## PROVIDED MATERIAL
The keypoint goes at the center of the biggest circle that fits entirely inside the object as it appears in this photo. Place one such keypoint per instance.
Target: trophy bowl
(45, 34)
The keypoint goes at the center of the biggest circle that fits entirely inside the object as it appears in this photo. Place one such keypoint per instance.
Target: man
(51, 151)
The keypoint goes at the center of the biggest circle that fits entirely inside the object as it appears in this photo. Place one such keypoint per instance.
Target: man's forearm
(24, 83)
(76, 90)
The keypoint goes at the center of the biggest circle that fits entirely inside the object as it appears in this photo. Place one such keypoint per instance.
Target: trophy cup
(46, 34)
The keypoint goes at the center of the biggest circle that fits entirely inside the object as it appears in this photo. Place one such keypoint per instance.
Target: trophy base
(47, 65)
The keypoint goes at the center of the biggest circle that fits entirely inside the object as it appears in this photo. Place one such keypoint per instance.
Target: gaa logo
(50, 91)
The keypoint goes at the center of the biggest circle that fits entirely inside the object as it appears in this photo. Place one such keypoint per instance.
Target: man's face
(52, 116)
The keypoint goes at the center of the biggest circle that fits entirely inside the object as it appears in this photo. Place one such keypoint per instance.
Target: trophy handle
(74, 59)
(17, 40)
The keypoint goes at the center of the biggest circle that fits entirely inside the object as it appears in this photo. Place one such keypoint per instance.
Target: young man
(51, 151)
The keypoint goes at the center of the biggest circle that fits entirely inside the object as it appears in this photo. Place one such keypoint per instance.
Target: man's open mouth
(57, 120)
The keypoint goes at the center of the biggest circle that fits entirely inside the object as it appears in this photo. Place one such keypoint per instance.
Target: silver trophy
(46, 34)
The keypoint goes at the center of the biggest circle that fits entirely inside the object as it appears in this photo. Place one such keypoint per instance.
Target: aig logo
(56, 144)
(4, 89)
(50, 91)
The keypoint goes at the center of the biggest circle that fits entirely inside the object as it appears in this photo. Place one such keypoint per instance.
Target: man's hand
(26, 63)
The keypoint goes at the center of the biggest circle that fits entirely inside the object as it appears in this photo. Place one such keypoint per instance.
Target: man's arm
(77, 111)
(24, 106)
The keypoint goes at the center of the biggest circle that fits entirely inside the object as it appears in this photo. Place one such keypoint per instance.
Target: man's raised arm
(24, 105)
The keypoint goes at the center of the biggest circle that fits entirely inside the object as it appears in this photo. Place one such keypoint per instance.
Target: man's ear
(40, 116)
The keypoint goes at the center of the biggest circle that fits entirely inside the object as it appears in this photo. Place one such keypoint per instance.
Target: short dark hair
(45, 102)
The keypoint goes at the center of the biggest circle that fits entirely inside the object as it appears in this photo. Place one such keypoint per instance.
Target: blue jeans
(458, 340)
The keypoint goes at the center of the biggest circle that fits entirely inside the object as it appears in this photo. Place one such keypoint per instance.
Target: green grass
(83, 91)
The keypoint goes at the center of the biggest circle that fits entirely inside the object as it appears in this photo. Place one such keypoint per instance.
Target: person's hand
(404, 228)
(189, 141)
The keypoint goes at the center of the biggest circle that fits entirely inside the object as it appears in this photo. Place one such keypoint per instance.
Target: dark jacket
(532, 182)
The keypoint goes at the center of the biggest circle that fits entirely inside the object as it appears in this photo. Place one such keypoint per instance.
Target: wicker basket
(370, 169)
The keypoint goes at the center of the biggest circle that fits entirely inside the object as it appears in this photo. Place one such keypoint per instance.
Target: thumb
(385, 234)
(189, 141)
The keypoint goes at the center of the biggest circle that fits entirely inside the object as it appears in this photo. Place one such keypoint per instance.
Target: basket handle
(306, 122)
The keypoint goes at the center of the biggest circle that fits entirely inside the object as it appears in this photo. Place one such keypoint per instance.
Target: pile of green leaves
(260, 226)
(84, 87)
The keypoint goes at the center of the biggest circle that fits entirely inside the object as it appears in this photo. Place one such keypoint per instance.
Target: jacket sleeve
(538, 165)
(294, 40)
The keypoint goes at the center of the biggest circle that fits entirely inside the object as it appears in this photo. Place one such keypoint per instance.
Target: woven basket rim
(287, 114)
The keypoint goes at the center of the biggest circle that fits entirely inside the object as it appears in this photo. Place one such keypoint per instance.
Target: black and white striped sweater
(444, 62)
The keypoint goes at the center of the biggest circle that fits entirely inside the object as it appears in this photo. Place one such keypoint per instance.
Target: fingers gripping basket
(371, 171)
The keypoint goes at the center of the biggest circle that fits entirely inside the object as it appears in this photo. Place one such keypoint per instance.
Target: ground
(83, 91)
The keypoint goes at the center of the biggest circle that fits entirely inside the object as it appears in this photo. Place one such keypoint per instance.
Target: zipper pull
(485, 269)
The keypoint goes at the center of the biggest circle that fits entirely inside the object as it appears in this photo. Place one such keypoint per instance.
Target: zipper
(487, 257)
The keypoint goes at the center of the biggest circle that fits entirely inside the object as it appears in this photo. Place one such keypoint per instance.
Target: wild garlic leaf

## PROBLEM REQUIREMENTS
Output the whole listing again, keeping every line identical.

## YOUR SOLUTION
The keypoint goes at the center of the biggest circle that fits entirely inside the object as it appears in this photo. Place one such keypoint per instance.
Target: trophy bowl
(45, 34)
The keypoint goes at the center of the biggest circle that fits entirely inside the object as it appears in this photo. Place one such keypoint per instance.
Target: man
(51, 151)
The keypoint goes at the center of the biggest circle that fits entirely inside the object as it appears in this photo. Place one such keypoint per instance.
Target: man's forearm
(24, 83)
(76, 90)
The keypoint goes at the center of the biggest circle that fits entirely inside the object as it appears in this photo. Place one such keypoint per instance.
Target: trophy cup
(46, 34)
The keypoint goes at the center of the biggest circle that fits entirely inside the object as it appears in this photo. Place one such keypoint per instance.
Target: trophy base
(47, 65)
The keypoint goes at the center of the biggest circle that fits entirely inside the object as it appears in this photo. Place one such keypoint per instance.
Target: gaa logo
(50, 91)
The keypoint goes at the center of the biggest circle that fits entirely inside the object as it appears in this photo. Place one such keypoint per instance.
Target: man's face
(52, 116)
The keypoint goes at the center of the biggest circle that fits entirely inside the object as it appears in this photo. Place one such keypoint per instance.
Target: trophy handle
(74, 59)
(17, 40)
The keypoint goes at the center of the biggest circle that fits entirely inside the object as it appears in this photo. Place one such keypoint per instance.
Target: young man
(51, 151)
The keypoint goes at the center of the biggest circle that fits entirely inside the object as it appears in this photo. Place one such keypoint per instance.
Target: man's open mouth
(57, 120)
The keypoint goes at the center of the biggest circle that fits entirely inside the object as it appears in this photo. Place one such keypoint per instance.
Target: silver trophy
(46, 34)
The keypoint goes at the center of the biggest circle that fits entirely inside the object as it appears in this photo. Place one such keypoint per instance.
Target: aig logo
(56, 144)
(4, 89)
(50, 91)
The keypoint goes at the center of the biggest circle that fits entirely inside the object as it appears in this photo. Place one such keypoint per instance.
Target: man's hand
(26, 63)
The keypoint goes at the center of the biggest circle that fits entirely inside the object as it appears in this photo. Place one such keypoint per instance.
Target: man's arm
(77, 111)
(24, 106)
The keypoint goes at the center of the biggest circle that fits entirely inside the object as it appears in this photo. Place one such keypoint per instance.
Target: man's raised arm
(24, 105)
The keypoint goes at the center of the biggest circle that fits entirely inside the object as it appears in this photo. Place one such keypoint per instance.
Target: man's ear
(40, 116)
The keypoint goes at the center of the biggest circle that fits entirely inside the object as it appears in this photo. Place one such keypoint per instance.
Target: short dark hair
(45, 102)
The keypoint goes at the center of the biggest circle that fits entirely inside the object as it appears in this photo. Place one such keypoint per instance.
Target: blue jeans
(458, 340)
The keypoint goes at the center of the biggest circle that fits entirely inside the object as it appears in this photo. Place one such keypoint per instance.
Target: green grass
(83, 91)
The keypoint goes at the center of the biggest circle that fits entirely inside the object as it appears in this photo. Place one such keypoint per instance.
Target: person's hand
(404, 228)
(189, 141)
The keypoint goes at the center of the biggest circle that fits entirely inside the object as it appears in this photo. Place one such keypoint per instance.
Target: dark jacket
(532, 182)
The keypoint goes at the center of the biggest circle that fits entirely inside the object as it appears in this photo. Place one such keypoint per instance.
Target: wicker basket
(370, 169)
The keypoint goes at the center of the biggest circle that fits entirely inside the object as it appears in this photo. Place one such keypoint per instance.
Target: thumb
(385, 234)
(189, 141)
The keypoint goes at the center of the biggest circle that fits entirely inside the object as it appears in this photo. Place one such keypoint per instance.
Target: basket handle
(306, 122)
The keypoint goes at the center of the biggest circle that fits entirely inside the object as it appears in this photo. Place one such keypoint per instance.
Target: pile of green leaves
(260, 226)
(84, 87)
The keypoint goes at the center of the biggest circle that fits entirely inside the object as it appears in this photo. Place one such keypoint per instance.
Target: jacket sleeve
(538, 165)
(294, 40)
The keypoint goes at the center of the biggest circle that fits entirely inside the object as it appears in this photo. Place one such keypoint per instance.
Target: woven basket rim
(287, 114)
The keypoint goes at the center of the biggest circle that fits entirely inside the object as it appears in this photo. Place one such keypoint per instance.
Target: black and white striped sweater
(444, 62)
The keypoint goes at the center of the biggest circle that fits entirely inside the object as it appears in this photo. Place one such keypoint per instance.
Target: fingers gripping basket
(371, 171)
The keypoint goes at the center of the biggest circle that fits entirely inside the object as it appears in this photo. Place one such keypoint per instance.
Target: ground
(83, 91)
The keypoint goes at the center of the biggest circle that fits entirely inside the object as it appears in this photo. Place one such keypoint per instance.
Target: zipper pull
(485, 269)
The keypoint goes at the center of the biggest circle that fits entirely inside the object as it appears in this photo. Place one such keypoint per instance.
Target: zipper
(487, 257)
The keypoint goes at the center of the biggest circle that fits entirely inside the object as it appears in this photo. Place one such keypoint per instance.
Target: wild garlic leaf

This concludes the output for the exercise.